Passage shown
**********
The old signs on the Boulevard are silent hints that something unusual resides up the street: a repository of rescued signage from bygone Vegas. The Boneyard of the Neon Museum is where the gaudy and the gorgeous went after their time was done, after their style was gone. Vegas chews up its history with little regard; it’s all about the churn, the turnover, the new, the exciting.
But some signs were saved, and the Boneyard — the open-air display case of the nonprofit Neon Museum — has incredible hunks of history. You come not to bury Caesars Palace, but to praise it. No, you can’t wander around and look and touch — the glass is fragile, the metal has rusted. Your guide will explain where the signs were, what they meant (the Moulin Rouge: First integrated casino. That simple chicken-steaks-cocktail sign? Longest-running eatery in town) and why they matter. The signs were the architecture of Vegas — glorious, kinetic, manic signs, wrapped around the storefronts, leaping up into the sky.
It’s not a big lot, but the tour takes an hour. Afterward you can buy something in the La Concha motel lobby, an exuberant example of Googie architecture rescued from the wrecking ball and reinstalled as the museum’s HQ. On the way back to the hotel you might notice that neon is less important than it used to be. The new signs are LED canvases, blank slates, infinitely programmable. The old signs did one thing, and did it with panache.
When they turn off the new lights, they’re empty. The old signs still say something, even if they cut the juice. By the Flamingo second-floor walkway there’s the classic neon display, red and yellow. It’s decades of history in an image known the world ’round. It’ll stand forever.
Until it doesn’t. You might notice things have changed the next time you come to town — and yes, you’ll be back. Everyone’s relieved to leave — and everyone usually says “Why not?” when they have the chance to return.
Cost: General admission day tours start at $18 for adults.
Location: 770 Las Vegas Blvd. N. (neonmuseum.org).
**********
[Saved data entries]
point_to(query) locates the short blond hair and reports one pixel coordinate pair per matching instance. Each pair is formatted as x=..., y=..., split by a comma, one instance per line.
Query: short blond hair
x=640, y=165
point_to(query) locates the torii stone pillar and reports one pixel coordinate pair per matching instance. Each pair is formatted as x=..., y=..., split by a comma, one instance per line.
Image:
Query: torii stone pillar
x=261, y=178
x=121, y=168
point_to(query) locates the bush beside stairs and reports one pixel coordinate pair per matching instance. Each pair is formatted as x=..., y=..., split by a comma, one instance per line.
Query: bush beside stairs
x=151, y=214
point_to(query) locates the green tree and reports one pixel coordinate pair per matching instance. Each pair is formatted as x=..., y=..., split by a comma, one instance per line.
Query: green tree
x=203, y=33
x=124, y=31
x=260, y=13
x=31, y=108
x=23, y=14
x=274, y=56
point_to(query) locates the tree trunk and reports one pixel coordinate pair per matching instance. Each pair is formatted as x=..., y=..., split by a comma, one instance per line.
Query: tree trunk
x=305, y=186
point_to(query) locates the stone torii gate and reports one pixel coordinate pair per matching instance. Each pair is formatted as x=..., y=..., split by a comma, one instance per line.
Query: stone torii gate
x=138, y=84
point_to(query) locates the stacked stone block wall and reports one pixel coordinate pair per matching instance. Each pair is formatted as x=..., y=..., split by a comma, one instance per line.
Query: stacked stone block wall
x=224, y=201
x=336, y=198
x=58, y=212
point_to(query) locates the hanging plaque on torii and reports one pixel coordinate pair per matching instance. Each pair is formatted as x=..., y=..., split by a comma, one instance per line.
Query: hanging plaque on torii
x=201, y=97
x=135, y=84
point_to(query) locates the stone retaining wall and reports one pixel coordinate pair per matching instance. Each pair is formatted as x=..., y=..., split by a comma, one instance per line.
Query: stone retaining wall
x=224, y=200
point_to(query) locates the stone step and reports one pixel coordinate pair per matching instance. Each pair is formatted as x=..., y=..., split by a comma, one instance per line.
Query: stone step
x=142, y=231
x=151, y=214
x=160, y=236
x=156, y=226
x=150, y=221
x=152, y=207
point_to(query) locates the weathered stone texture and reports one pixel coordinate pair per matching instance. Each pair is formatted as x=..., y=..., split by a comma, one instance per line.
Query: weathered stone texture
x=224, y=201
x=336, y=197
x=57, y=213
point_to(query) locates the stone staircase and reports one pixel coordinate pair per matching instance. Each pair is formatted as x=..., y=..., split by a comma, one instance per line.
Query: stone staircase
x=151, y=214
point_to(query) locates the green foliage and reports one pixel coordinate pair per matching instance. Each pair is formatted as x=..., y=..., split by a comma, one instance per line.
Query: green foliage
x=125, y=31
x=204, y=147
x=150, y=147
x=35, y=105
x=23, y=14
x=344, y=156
**********
Work order A
In the passage about the Neon Museum, what building was reinstalled as the museum's headquarters?
Work order B
Carry on the passage about the Neon Museum from the point where it stops.
These lines have no connection to the passage about the Neon Museum.

Task output A
The La Concha motel lobby, a Googie-style building rescued from the wrecking ball.

Task output B
National Atomic Testing Museum
What better way to spend a broiling afternoon than studying the history of thermonuclear detonation? This Smithsonian offshoot collects the lore and mementos of the days when mushroom clouds were visible from the casino rooftops, and the days when underground testing rattled the ice in a gambler’s drink. They blew up an ungodly number of bombs in Nevada, and the lore and leftovers of this thunderous era is all here, meticulously explained. Pose by an enormous H-bomb! Back away with newfound worries from the clicking Geiger counters! See the elements of bomb-test culture you never imagined existed — the patches, the jokey certificates of achievement, the varying styles of dosimeter that told you if, and when, your goose was nuked.
The highlight: Ground Zero Theater. It’s one thing to look at inscrutable scientific artifacts and pictures of guys standing around the desert pointing at things. It’s another to feel the power of an atomic detonation. The theater is a raw concrete bunker with three rows of benches. The countdown begins; there’s a blinding flash on the screen, and then gen-u-wine Sensurround rumbles your buttocks while blasts of air buffet your face.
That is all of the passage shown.